━━━━━ Passage provided ━━━━━

The Yiriman Project

The Yiriman Project is based in the Kimberley region of Western Australia, a State where ‘Aboriginal young people make up just over 6 per cent of 10 to 17-year-olds, but account for more than three quarters of those in juvenile detention’ (Thorburn and Marshall 2017: 1). The Project was initially established in 2000 by Aboriginal Elders representing four Kimberley language groups the Nyikina, Mangala, Karajarri and Walmajarri. The Elders shared concerns for their children and young people and:

Believing in the power of their own Culture and of Country to heal their own young people, the Elders began taking young people out on to Country, travelling over Country by foot, camel or vehicle, teaching and speaking in language, visiting ancestral sites, storytelling, engaging in traditional song and dance, preparing young people for ceremony and law practices, teaching traditional crafts, tracking, hunting, and preparing traditional bush tucker, practicing bush medicine, and passing on knowledge to the younger generations.

(Yiriman Project 2017: up)

If a shared sense of unease around the ‘cultural drift’ of Aboriginal children and people underpinned the founding of the Yiriman Project, in the 20 years since its inception:

a raft of other commonly identified concerns is regularly addressed [including]: suicide rates; contact with the justice system; health and wellbeing; family relationships and conflict resolution; self-esteem and confidence; substance abuse; and rates of training/education.

(Thorburn and Marshall 2017: 6)

As Thorburn and Marshall (2017: 4) observe, the Project might not ‘“fit” comfortably into contemporary government language or policy directions’, but its longevity reflects the faith that Aboriginal Elders have invested and sustained and ‘the project has been praised by the Productivity Commission as a “project that works”... it was a winner in the 2012 Indigenous Governance Awards, and [it] was also cited in the March 2015 National Mental Health Commission Report... as an exemplar of national best practice for working with Aboriginal youths at risk’ (ibid: 3). Indeed, as the researchers conclude: ‘the Yiriman Project could form the basis of a much broader regional Justice Reinvestment strategy’ (ibid: 6. See also Schwartz et al. 2017).

━━━━━

[Questions]
• a. List the language groups that the passage on the Yiriman Project names among the project's founding Elders.
• b. Rewrite the Yiriman Project passage from "(Yiriman Project 2017: up)" to "Marshall 2017: 6)", substituting "alcohol and drug use" for "substance abuse".

━━━━━ Source information ━━━━━

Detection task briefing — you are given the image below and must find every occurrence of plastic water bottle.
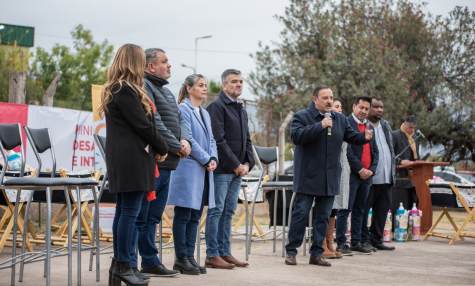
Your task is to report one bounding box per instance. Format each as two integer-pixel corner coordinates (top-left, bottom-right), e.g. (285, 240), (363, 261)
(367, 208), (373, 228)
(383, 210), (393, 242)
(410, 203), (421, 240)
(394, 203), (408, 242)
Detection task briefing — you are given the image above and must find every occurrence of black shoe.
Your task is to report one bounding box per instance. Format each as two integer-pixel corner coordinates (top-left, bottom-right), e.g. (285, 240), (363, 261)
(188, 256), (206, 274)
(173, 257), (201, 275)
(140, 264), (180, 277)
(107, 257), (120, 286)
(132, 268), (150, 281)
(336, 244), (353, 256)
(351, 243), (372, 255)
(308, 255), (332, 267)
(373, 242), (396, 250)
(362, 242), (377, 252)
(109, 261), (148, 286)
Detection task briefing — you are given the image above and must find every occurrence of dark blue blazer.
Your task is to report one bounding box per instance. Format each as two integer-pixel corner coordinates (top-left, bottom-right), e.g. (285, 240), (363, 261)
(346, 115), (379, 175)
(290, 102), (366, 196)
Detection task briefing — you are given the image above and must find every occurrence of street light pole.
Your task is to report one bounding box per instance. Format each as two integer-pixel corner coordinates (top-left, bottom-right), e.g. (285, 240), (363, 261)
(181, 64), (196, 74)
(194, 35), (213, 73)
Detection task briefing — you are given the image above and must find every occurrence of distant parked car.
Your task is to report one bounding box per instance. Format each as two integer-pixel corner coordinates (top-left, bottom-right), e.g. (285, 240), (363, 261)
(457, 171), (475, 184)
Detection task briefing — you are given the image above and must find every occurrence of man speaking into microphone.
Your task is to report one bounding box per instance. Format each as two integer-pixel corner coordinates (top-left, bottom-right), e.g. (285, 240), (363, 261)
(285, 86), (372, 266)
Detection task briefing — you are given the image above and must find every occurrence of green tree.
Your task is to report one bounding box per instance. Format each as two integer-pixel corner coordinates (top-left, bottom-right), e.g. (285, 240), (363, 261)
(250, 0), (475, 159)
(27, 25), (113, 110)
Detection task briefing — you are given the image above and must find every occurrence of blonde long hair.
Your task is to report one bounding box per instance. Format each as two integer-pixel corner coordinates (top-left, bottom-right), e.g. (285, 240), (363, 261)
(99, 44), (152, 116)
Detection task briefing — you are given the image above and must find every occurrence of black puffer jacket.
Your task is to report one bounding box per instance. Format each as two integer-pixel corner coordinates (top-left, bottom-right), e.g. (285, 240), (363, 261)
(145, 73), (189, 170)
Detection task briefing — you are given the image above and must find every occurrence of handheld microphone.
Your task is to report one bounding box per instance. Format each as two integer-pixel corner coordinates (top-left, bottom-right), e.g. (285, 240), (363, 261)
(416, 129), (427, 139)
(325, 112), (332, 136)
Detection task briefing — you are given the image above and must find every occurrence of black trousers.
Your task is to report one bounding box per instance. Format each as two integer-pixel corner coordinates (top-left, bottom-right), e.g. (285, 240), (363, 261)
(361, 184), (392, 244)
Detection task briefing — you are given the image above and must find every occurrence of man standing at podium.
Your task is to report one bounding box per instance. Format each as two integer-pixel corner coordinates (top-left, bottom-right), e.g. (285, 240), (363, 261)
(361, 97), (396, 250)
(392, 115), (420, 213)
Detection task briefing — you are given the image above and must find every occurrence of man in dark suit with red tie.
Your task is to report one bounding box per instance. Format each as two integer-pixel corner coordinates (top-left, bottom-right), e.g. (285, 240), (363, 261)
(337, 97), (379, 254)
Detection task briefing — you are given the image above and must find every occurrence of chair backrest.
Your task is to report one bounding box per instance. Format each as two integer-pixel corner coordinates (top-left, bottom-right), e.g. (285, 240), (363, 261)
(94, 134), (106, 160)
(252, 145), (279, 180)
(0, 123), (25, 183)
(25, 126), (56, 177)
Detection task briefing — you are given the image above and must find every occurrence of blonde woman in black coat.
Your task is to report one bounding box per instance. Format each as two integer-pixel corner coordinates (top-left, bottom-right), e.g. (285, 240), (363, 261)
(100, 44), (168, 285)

━━━━━
━━━━━ Source information ━━━━━

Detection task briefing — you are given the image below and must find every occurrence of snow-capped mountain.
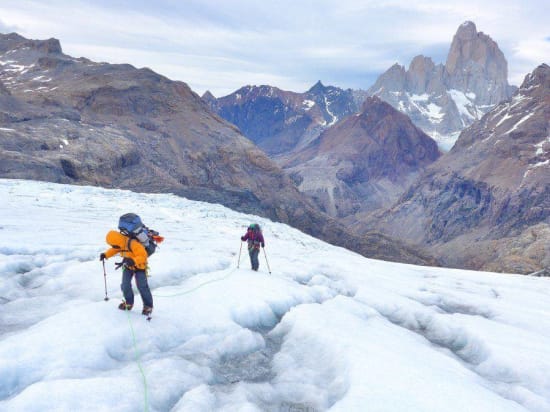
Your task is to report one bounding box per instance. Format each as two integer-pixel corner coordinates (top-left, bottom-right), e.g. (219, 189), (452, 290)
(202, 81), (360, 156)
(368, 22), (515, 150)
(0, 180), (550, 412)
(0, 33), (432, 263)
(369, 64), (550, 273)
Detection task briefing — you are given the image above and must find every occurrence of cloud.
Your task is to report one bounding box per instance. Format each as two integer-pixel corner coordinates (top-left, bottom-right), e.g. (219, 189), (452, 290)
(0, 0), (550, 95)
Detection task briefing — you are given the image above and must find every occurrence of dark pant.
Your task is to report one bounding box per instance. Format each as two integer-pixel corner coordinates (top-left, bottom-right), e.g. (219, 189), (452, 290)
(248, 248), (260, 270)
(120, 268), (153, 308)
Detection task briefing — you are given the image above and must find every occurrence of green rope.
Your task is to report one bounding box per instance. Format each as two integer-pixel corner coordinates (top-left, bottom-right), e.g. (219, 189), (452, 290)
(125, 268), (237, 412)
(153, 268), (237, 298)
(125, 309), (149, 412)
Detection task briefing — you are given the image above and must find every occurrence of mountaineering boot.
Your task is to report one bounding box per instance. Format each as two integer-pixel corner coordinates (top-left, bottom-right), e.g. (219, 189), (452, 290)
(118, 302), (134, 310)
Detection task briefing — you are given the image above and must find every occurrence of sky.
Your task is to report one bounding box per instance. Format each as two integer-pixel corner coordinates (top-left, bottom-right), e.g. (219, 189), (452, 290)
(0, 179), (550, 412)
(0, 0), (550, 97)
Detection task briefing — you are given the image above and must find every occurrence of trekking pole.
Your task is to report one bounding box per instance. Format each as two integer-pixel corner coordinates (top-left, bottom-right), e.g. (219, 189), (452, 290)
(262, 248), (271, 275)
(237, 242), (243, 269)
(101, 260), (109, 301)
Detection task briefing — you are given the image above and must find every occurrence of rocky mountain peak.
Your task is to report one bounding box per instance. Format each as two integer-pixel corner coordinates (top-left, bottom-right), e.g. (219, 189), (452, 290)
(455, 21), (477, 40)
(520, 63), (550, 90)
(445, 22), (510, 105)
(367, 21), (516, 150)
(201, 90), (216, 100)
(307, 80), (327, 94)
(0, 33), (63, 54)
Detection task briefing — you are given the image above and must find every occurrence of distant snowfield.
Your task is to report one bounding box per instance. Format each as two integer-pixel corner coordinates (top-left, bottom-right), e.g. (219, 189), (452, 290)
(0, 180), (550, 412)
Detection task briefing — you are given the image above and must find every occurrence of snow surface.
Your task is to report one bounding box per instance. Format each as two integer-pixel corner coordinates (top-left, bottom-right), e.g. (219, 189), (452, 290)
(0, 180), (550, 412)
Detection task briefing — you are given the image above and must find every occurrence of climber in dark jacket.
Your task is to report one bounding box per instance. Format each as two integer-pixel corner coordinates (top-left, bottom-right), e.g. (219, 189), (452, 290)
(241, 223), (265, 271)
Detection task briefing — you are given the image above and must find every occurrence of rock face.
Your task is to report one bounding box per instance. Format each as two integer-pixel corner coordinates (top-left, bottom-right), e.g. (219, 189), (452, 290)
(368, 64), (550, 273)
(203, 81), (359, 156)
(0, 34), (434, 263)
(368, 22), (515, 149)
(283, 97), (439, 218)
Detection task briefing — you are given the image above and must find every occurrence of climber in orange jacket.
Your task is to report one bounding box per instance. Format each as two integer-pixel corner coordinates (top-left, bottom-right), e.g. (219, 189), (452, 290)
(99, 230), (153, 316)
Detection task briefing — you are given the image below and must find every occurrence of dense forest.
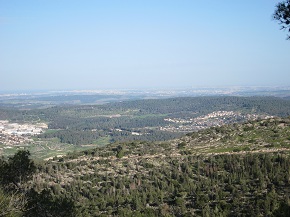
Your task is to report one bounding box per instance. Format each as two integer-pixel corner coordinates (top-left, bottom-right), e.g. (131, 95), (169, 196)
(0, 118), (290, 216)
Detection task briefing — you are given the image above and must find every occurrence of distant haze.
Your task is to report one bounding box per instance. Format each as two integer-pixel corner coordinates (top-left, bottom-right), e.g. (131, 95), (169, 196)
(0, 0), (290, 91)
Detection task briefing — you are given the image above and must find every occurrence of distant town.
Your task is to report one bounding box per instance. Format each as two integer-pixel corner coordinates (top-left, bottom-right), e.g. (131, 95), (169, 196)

━━━━━
━━━━━ Source information ━━━━━

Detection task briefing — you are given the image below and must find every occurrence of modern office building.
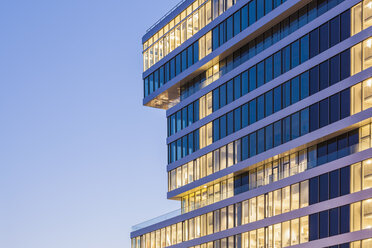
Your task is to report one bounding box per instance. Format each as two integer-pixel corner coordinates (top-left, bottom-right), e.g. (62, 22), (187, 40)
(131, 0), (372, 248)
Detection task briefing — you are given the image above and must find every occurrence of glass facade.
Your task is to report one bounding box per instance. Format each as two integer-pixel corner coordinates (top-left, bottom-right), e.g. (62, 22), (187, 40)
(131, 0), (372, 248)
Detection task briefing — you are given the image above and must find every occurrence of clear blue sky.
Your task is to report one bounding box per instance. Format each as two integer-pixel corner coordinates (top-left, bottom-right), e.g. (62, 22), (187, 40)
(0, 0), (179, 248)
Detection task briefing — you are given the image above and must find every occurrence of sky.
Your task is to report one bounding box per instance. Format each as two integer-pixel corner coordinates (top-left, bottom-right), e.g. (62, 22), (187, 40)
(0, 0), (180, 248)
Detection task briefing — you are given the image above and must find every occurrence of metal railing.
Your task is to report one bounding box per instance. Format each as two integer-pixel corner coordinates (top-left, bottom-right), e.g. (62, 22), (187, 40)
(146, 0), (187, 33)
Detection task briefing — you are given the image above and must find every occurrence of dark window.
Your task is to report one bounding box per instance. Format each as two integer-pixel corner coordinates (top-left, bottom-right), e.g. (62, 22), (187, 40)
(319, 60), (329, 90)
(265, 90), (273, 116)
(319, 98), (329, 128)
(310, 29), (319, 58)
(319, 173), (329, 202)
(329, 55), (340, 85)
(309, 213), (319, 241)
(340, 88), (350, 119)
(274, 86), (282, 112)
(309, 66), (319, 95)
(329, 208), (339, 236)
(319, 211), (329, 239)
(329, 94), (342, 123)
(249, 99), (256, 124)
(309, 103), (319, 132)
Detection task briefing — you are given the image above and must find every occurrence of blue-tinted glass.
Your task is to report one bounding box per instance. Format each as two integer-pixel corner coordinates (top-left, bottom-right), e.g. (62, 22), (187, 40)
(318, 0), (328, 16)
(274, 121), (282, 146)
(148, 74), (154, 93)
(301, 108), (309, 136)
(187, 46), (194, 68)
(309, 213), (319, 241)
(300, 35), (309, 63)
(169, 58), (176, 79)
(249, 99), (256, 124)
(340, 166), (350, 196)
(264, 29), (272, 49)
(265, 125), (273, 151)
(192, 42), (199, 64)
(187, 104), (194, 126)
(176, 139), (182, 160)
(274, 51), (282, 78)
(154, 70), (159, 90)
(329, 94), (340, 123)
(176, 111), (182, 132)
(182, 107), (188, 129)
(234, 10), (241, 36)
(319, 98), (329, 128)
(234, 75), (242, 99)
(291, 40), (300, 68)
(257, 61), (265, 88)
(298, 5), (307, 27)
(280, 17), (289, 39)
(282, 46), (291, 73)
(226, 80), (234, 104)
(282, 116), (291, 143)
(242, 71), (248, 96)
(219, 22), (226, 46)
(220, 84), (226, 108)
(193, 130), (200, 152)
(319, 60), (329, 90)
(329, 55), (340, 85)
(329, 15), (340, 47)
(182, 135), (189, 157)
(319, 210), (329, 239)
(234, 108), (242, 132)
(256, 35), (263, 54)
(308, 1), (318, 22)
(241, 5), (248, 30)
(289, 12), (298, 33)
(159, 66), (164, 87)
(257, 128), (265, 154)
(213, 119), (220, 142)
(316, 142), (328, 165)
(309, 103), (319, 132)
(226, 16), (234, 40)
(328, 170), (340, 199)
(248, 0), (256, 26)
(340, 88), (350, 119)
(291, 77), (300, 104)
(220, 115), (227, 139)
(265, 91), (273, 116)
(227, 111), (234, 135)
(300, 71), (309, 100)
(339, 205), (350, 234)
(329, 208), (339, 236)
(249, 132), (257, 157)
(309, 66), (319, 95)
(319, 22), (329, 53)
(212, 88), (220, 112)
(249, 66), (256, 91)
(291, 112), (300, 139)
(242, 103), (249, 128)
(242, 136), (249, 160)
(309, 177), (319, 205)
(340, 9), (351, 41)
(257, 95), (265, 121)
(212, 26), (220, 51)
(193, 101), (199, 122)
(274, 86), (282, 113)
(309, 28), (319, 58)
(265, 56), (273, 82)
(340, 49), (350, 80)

━━━━━

[Your responses]
• a.
Nyikina
Mangala
Karajarri
Walmajarri

• b.
(Yiriman Project 2017: up)

If a shared sense of unease around the ‘cultural drift’ of Aboriginal children and people underpinned the founding of the Yiriman Project, in the 20 years since its inception:

a raft of other commonly identified concerns is regularly addressed [including]: suicide rates; contact with the justice system; health and wellbeing; family relationships and conflict resolution; self-esteem and confidence; alcohol and drug use; and rates of training/education.

(Thorburn and Marshall 2017: 6)